[Exercise] Locate each line in the data below that contains the word "door", and copy those lines out in full.

[Recorded data]
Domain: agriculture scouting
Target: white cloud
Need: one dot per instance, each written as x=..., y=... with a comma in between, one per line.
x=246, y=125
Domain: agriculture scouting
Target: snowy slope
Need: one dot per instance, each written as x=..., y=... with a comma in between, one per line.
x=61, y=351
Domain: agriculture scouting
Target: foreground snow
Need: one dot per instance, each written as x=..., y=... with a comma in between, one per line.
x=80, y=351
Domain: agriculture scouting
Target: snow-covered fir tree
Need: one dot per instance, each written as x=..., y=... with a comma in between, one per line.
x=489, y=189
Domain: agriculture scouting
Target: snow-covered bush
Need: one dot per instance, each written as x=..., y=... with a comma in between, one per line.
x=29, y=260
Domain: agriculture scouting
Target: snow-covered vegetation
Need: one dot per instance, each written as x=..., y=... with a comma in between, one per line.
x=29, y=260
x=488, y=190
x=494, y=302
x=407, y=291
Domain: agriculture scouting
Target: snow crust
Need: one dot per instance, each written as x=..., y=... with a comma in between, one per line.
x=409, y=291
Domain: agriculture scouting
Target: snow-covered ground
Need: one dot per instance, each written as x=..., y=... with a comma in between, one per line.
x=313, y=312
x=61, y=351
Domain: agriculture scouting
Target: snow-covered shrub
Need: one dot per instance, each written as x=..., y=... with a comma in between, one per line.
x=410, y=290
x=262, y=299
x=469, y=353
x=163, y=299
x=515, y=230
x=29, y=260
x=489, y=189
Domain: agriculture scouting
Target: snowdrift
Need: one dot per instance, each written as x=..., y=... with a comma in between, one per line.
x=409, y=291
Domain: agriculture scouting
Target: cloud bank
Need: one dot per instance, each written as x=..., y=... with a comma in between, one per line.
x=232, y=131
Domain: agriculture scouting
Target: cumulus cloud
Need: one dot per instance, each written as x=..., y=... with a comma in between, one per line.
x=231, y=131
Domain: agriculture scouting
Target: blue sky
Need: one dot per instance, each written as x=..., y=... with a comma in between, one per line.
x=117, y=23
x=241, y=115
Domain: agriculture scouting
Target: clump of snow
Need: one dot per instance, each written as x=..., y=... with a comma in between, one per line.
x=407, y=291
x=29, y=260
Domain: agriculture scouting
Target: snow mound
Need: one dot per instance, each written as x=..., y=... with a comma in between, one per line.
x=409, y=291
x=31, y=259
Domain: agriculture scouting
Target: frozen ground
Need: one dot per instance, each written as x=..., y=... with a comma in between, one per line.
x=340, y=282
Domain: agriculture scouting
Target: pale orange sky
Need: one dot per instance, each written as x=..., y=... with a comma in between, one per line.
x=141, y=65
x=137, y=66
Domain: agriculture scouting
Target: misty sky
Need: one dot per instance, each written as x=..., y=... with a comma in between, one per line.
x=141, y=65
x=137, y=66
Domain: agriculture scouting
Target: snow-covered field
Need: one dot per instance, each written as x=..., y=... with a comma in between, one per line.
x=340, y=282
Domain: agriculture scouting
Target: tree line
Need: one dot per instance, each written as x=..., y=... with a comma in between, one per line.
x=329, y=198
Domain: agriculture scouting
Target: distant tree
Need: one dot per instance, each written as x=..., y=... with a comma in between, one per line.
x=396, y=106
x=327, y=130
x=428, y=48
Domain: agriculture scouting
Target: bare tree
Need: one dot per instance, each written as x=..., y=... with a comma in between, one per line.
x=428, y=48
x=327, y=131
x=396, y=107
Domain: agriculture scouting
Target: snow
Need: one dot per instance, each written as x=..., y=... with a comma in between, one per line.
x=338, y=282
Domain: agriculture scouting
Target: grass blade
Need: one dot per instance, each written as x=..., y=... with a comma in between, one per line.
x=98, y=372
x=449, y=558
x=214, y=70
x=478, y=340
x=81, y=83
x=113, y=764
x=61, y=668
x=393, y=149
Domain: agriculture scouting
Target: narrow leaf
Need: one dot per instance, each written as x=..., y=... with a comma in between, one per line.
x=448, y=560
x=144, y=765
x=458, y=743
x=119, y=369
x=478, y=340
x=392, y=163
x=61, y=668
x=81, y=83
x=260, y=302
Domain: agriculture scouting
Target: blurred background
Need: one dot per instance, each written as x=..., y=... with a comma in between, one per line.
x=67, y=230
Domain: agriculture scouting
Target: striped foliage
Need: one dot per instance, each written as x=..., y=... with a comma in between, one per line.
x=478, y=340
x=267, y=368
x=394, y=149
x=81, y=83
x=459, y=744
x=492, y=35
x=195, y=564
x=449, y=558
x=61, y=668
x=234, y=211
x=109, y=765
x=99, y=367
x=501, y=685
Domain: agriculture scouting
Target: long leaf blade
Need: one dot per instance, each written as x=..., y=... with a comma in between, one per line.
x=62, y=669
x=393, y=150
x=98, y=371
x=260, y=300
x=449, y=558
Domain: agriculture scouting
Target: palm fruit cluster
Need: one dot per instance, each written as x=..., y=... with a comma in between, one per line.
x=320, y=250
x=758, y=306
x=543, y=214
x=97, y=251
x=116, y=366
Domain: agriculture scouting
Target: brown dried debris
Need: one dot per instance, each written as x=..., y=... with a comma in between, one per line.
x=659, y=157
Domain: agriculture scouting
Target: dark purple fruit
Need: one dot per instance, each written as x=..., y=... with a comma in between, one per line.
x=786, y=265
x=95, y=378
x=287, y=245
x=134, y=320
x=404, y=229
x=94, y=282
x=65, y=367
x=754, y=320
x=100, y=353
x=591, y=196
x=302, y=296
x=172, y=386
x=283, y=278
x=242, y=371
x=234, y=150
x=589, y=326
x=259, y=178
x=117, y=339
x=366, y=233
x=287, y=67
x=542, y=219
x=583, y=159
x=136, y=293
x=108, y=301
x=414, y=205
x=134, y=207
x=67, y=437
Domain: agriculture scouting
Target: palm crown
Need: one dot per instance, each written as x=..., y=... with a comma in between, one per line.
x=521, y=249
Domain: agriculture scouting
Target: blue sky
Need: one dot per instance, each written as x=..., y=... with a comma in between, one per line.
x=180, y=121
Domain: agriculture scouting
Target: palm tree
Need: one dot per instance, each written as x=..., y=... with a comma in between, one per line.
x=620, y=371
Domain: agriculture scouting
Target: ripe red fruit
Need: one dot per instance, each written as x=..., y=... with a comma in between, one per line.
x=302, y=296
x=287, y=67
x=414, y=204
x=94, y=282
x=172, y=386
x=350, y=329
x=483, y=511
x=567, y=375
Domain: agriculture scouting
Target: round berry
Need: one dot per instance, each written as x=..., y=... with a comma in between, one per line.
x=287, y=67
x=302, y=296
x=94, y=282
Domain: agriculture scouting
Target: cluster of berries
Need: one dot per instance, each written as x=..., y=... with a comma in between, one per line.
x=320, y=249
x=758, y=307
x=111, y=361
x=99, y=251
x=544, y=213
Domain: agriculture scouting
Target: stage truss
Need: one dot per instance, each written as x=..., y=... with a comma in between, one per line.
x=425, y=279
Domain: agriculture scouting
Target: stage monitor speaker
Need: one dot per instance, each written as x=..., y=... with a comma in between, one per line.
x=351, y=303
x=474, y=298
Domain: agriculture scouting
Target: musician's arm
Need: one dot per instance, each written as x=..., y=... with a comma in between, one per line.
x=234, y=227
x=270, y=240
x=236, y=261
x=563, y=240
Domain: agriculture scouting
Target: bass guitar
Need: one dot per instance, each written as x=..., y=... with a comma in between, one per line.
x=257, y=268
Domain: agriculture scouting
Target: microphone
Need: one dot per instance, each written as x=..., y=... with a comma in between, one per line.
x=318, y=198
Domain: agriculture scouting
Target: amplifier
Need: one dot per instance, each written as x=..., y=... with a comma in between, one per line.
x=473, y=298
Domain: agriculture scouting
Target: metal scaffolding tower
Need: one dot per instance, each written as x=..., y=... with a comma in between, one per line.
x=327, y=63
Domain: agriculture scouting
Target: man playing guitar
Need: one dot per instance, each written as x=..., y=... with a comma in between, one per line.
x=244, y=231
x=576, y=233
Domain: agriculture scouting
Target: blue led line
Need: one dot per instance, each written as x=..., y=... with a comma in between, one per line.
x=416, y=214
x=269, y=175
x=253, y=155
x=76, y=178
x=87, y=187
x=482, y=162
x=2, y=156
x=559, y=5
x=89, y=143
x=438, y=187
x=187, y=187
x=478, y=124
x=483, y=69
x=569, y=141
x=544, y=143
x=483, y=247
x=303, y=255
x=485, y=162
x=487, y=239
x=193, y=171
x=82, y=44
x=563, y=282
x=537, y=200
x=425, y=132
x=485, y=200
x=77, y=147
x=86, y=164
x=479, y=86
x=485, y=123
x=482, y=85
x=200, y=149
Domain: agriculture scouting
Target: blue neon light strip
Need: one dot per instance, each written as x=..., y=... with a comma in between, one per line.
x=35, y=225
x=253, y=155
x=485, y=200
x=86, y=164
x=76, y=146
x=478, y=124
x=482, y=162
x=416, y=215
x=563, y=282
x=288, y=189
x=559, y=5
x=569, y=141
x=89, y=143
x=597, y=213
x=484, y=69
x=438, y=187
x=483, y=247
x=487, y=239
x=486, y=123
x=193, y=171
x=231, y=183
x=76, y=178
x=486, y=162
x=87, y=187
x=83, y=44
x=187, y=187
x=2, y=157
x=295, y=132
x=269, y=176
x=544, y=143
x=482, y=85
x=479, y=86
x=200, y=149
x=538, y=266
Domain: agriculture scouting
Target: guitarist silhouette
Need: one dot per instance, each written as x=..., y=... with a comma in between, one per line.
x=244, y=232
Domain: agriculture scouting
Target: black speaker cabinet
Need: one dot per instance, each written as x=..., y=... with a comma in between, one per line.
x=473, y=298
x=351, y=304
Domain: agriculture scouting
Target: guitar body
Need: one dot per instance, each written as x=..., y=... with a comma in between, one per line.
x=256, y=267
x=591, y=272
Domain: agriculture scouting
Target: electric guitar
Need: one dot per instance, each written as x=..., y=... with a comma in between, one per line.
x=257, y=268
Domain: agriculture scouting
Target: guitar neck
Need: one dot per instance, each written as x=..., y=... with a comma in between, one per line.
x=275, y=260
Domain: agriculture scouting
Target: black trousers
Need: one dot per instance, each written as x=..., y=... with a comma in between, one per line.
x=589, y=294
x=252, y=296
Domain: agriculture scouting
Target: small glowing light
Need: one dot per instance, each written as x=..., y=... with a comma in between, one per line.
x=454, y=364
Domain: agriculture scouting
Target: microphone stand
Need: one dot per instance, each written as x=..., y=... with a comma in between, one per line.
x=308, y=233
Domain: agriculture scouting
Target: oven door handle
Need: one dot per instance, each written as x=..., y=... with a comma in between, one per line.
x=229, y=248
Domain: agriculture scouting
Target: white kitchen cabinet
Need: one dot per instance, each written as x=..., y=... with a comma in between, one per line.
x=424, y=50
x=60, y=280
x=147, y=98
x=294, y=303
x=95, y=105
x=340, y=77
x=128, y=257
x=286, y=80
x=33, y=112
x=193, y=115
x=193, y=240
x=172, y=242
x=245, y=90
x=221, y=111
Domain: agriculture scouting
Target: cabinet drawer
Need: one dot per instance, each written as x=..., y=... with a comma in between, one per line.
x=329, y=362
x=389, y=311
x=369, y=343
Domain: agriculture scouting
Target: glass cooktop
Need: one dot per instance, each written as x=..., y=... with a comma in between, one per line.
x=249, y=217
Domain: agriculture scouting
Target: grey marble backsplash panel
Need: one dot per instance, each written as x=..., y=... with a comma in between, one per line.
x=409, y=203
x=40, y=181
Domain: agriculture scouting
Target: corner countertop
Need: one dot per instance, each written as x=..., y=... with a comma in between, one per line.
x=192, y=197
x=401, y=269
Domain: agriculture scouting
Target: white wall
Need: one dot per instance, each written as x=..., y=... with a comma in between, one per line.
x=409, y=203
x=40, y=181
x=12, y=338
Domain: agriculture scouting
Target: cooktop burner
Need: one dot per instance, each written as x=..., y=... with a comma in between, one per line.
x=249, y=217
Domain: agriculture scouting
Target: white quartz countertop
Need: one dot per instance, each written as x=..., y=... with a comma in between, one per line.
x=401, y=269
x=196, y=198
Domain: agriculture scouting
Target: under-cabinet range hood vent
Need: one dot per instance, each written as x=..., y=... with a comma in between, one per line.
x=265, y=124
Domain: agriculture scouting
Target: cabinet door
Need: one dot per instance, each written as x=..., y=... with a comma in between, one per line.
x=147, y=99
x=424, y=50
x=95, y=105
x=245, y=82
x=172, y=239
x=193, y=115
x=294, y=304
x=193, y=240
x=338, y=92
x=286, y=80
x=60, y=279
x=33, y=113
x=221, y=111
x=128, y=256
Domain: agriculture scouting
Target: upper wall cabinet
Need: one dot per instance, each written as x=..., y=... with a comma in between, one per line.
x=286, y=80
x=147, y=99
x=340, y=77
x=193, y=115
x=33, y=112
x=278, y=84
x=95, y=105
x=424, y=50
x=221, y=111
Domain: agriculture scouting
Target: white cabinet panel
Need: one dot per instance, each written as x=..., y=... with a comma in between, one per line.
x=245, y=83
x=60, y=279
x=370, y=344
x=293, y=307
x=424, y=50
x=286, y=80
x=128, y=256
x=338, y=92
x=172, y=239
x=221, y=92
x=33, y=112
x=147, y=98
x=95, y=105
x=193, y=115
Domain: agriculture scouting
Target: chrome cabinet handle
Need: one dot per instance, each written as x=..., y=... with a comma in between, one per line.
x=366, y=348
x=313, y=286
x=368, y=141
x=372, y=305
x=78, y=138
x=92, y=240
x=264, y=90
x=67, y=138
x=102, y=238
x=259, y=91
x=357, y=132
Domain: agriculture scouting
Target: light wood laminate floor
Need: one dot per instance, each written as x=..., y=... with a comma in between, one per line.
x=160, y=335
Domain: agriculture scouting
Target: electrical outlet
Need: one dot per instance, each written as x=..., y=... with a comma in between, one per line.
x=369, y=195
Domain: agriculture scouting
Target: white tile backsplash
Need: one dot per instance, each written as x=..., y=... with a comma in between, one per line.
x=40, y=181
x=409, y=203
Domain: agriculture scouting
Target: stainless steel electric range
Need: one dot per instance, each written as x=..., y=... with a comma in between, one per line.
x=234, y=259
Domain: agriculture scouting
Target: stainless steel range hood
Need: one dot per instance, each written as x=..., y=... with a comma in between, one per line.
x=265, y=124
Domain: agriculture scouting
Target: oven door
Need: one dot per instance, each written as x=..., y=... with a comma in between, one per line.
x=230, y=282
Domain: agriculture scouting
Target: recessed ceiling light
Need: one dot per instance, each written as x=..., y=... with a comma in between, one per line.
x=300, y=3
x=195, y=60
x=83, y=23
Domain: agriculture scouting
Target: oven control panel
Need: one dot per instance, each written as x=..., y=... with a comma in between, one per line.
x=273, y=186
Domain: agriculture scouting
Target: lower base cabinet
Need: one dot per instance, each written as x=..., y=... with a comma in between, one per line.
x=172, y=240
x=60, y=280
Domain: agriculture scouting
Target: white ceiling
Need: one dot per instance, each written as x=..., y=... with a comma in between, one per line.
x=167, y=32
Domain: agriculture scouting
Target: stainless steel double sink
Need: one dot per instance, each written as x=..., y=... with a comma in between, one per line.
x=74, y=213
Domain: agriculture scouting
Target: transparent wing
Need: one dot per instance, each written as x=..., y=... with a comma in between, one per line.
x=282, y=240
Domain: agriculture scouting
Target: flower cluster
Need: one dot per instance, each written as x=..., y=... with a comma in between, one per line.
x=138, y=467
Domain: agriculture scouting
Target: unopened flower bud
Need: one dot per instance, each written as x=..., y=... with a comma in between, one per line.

[Finished exercise]
Target: oven door handle
Target: cabinet door
Target: oven door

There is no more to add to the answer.